[DATA FOR THE TASK start]

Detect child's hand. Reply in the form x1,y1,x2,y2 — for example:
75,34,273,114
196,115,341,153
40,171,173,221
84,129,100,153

[DATA FOR THE TASK end]

WHAT YOU ARE ASKED TO DO:
Copy out all of the items above, replacing "Detect" with "Locate" and leaving everything else unchanged.

FULL OUTPUT:
Locate child's hand. Reply in the form x1,y1,x2,y2 — for example:
75,34,273,114
196,115,341,153
40,171,173,221
84,129,100,153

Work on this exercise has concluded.